▸ **TO DO**
An exact repetition of the data below, without images, is the expected answer.

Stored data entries

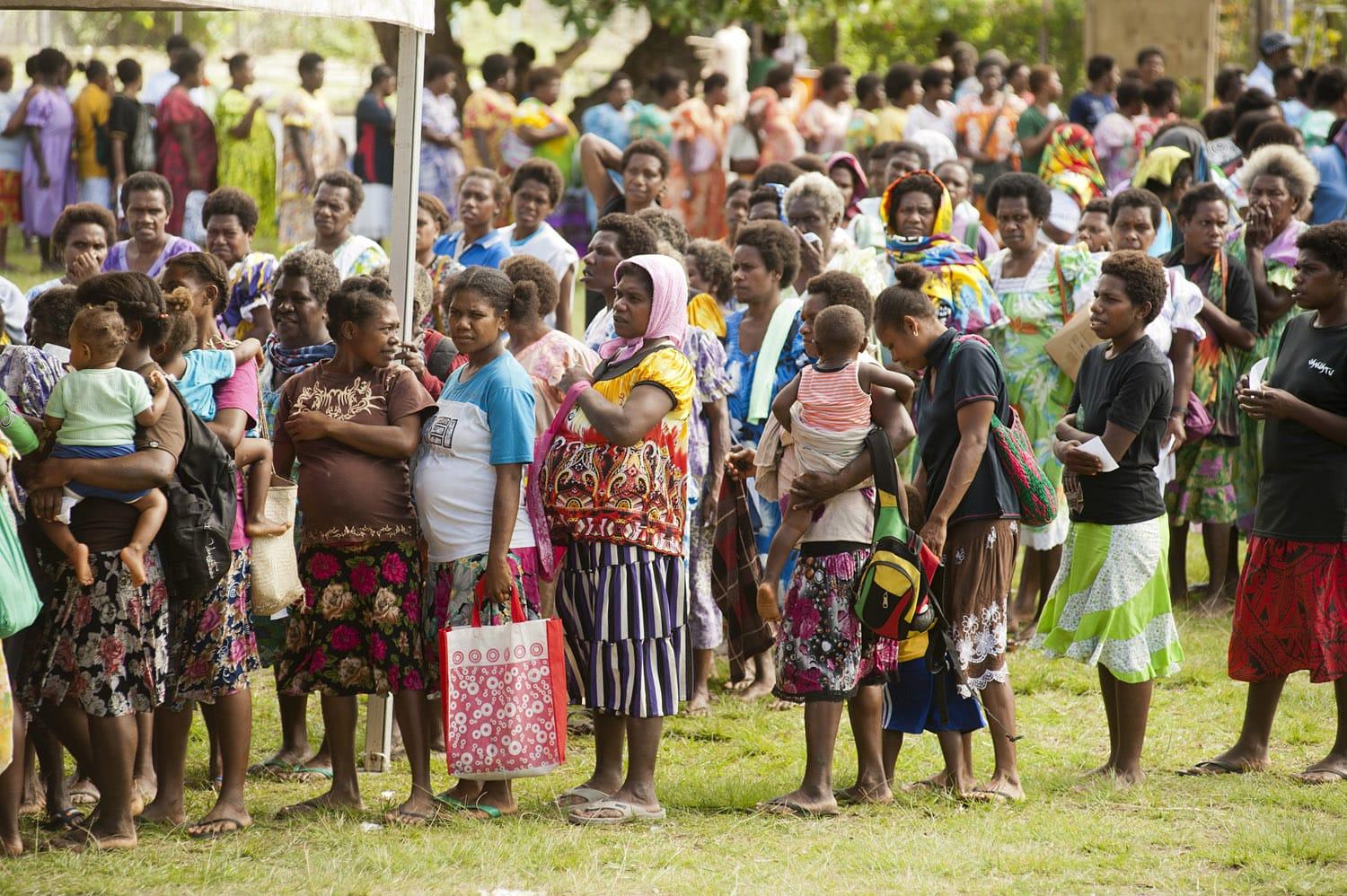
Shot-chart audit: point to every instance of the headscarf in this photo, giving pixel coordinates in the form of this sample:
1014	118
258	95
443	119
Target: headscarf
1069	164
859	185
959	285
668	306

▸ **TASK RESPONSE**
Shot-chart audit: point to every instance of the headscarf in this photo, giving pixel coordinates in the form of this sample:
1014	118
258	95
443	119
Target: headscarf
1069	164
859	185
959	285
668	306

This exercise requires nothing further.